Why music? In what way are the music workshops going to support these teens and what skills will they provide them as they find their paths into adulthood? I think the main reason with music is because there’s such a vibrant scene here and we really want to be able to give them opportunities and show them that it’s possible to do stuff in music in Berlin. You know, there’s so much going on and it’s really about celebrating where they’re from and also engaging them in Berlin’s music scene. We want to introduce them to people and educate them on what’s going on here in Berlin.
How important do you think it is to provide creative skills for teens? I think it’s so important, actually, it’s such a great way to channel energy. One of the kids that is really good at MCing, all his lyrics are about his mum and back home and it’s just a really good way of channeling [emotion]. It’s also great for them to connect with each other. These kids are from all over the world, from totally different backgrounds, but with music they all come together and they forget about everything. Music is a common language – you don’t even need to speak the same language to be able to communicate.
Music is my life. I like rap a lot. With rap I can express what I think and feel. - Abdulrahman, student, age 17
How can people help with this project? We want to try and engage people from Berlin with the kids. So if people want to donate equipment, offer classes, or take them on a trip or something like that, it would be really cool. But really we’re trying to raise some money to set up the studio. The main thing is to get them a computer, so that they can run Ableton off of it, and other bits of equipment, like a microphone. Stuff like that is really important to set up the studio. At the moment the room where we’re going to set it up is full of boxes and stuff but we’re going to clear it out – it’s the perfect size for the studio. It’s really about raising the money to build a studio for them so that they can go there and make music.
What is your ideal outcome for the project? I hope that we can expand it and maybe set up another studio in one of the other shelters to give access to more and more kids so that they can really engage with the music scene in Berlin. And also give them the ability to make music if they want to. That’s the main aim, really.

WRITTEN REQUEST:
Rewrite the interview from "How important do" to "able to communicate.", putting "many different backgrounds" where it says "totally different backgrounds". The lines that follow come from a separate source.

RECORD EXCERPTS:
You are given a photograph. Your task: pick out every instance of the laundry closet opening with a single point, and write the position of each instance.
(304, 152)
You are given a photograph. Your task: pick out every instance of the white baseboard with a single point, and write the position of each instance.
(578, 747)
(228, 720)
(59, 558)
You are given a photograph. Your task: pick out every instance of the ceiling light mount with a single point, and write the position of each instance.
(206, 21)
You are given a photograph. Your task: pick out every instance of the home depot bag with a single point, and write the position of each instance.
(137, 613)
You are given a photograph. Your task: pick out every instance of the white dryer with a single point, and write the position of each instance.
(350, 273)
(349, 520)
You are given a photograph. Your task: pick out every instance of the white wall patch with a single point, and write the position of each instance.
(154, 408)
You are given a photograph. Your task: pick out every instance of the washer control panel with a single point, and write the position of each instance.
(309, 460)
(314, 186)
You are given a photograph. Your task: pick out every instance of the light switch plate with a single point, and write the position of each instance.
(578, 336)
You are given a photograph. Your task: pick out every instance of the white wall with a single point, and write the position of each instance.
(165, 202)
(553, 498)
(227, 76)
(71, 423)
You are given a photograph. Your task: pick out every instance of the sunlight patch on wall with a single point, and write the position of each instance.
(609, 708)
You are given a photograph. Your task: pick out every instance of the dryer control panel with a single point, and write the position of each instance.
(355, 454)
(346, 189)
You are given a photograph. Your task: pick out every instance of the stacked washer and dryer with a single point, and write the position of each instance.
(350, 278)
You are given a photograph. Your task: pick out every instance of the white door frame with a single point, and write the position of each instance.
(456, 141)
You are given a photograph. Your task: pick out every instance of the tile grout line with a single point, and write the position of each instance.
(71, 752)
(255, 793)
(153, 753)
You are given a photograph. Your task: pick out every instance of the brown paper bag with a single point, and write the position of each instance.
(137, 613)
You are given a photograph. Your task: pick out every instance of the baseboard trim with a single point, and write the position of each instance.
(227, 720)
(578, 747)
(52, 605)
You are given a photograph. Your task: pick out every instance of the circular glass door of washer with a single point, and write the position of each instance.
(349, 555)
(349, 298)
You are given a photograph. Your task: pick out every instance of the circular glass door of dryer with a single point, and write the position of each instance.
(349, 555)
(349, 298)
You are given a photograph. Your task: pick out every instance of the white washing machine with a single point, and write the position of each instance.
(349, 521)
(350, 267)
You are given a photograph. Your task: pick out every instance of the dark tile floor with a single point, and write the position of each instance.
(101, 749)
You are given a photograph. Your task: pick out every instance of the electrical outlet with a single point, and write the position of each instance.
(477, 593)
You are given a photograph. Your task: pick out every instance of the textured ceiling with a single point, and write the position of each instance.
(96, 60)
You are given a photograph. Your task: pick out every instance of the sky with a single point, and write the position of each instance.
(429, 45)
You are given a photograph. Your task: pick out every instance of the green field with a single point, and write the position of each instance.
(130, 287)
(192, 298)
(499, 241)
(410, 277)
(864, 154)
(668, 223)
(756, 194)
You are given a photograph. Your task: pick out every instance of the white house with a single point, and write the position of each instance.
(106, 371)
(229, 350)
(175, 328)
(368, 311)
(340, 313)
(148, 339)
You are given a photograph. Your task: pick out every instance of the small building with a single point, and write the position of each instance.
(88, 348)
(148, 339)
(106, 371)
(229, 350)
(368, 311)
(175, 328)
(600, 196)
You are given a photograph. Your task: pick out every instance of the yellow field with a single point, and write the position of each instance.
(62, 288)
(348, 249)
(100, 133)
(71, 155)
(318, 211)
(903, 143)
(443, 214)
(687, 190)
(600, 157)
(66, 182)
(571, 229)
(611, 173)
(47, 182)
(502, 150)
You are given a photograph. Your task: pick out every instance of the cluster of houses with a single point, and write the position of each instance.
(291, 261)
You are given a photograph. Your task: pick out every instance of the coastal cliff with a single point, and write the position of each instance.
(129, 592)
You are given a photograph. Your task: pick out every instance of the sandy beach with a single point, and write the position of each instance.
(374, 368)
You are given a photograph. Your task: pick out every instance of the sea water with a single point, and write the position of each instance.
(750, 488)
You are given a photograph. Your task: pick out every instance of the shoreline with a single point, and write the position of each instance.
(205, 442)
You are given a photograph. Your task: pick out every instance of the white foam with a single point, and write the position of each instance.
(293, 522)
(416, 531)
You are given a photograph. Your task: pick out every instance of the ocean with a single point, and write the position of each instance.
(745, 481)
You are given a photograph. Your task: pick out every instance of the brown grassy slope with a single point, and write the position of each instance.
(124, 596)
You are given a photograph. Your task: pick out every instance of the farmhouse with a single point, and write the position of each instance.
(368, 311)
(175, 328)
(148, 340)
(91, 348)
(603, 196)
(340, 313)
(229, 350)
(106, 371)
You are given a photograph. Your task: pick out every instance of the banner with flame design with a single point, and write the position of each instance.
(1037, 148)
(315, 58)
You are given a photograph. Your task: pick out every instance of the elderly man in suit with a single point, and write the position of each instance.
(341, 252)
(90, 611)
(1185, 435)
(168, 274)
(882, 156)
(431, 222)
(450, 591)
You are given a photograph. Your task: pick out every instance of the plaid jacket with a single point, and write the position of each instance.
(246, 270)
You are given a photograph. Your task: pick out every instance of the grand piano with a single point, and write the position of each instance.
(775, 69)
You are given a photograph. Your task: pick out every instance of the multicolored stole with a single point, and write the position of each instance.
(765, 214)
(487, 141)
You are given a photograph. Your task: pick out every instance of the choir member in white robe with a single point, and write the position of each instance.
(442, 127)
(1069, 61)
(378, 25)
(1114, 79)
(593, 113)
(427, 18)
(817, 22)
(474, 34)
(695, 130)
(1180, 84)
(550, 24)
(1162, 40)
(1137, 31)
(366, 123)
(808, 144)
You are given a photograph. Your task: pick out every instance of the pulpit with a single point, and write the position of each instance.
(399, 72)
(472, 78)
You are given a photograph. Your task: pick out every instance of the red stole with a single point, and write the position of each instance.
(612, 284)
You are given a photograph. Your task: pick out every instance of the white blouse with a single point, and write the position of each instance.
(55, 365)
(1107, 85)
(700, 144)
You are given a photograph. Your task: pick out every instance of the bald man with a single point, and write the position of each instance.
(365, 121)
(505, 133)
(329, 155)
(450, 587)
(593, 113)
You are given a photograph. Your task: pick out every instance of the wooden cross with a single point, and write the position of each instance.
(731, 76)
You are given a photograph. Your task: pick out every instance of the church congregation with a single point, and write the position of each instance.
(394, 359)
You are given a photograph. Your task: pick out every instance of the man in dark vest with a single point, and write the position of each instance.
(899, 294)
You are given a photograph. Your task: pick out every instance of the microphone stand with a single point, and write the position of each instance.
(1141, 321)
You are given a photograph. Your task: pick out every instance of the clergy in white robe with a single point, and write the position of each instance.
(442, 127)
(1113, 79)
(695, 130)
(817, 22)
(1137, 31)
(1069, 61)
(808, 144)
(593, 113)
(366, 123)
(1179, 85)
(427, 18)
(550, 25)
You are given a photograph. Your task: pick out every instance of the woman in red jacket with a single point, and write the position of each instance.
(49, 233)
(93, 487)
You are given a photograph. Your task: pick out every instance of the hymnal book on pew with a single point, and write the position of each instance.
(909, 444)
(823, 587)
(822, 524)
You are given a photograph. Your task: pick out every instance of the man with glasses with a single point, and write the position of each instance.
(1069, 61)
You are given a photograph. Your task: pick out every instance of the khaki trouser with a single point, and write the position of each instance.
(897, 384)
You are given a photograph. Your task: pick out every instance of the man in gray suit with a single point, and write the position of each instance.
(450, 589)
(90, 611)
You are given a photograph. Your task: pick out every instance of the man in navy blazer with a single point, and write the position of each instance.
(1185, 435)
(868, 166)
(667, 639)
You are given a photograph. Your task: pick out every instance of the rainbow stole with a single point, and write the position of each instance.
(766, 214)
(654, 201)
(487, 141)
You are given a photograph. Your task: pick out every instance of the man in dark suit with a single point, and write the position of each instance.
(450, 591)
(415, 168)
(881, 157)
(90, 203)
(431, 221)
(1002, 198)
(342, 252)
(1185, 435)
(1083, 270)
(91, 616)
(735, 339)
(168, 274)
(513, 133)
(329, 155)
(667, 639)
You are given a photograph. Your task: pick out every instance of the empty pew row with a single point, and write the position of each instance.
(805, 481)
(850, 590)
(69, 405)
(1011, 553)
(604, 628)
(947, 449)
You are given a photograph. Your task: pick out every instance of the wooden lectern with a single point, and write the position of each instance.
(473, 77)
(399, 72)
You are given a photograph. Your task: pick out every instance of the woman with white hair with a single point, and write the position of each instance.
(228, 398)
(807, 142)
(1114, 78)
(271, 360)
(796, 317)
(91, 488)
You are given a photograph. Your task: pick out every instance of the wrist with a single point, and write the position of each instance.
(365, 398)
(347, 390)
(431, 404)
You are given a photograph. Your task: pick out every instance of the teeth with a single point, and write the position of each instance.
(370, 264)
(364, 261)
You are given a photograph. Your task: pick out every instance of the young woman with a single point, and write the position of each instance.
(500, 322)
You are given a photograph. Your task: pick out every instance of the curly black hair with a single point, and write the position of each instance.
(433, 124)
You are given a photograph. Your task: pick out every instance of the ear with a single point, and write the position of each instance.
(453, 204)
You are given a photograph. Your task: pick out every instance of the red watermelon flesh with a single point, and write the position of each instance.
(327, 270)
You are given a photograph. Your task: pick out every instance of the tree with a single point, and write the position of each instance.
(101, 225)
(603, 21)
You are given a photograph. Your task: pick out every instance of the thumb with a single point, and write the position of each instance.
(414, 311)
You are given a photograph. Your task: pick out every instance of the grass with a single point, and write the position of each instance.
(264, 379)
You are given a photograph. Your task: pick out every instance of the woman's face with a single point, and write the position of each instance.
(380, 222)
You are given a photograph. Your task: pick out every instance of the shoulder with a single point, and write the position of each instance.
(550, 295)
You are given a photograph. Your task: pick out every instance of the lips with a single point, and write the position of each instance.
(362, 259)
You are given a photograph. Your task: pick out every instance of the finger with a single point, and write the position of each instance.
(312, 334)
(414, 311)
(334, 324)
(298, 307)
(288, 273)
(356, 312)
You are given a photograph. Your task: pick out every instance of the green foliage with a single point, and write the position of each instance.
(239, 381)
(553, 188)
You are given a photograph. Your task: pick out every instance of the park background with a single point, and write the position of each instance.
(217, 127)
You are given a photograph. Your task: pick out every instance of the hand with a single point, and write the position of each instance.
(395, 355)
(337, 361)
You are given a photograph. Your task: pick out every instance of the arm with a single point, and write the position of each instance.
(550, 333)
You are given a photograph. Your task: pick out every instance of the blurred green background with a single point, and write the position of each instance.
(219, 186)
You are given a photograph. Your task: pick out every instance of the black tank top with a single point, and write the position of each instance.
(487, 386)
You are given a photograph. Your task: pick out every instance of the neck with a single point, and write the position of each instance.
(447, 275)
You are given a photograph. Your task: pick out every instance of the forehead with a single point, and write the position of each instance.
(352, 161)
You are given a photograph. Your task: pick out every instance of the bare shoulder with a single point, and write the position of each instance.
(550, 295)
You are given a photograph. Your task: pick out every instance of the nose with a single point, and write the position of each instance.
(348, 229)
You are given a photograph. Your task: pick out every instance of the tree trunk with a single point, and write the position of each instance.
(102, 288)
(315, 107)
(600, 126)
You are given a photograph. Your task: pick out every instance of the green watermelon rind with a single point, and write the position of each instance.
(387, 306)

THE RESULT:
How important do you think it is to provide creative skills for teens? I think it’s so important, actually, it’s such a great way to channel energy. One of the kids that is really good at MCing, all his lyrics are about his mum and back home and it’s just a really good way of channeling [emotion]. It’s also great for them to connect with each other. These kids are from all over the world, from many different backgrounds, but with music they all come together and they forget about everything. Music is a common language – you don’t even need to speak the same language to be able to communicate.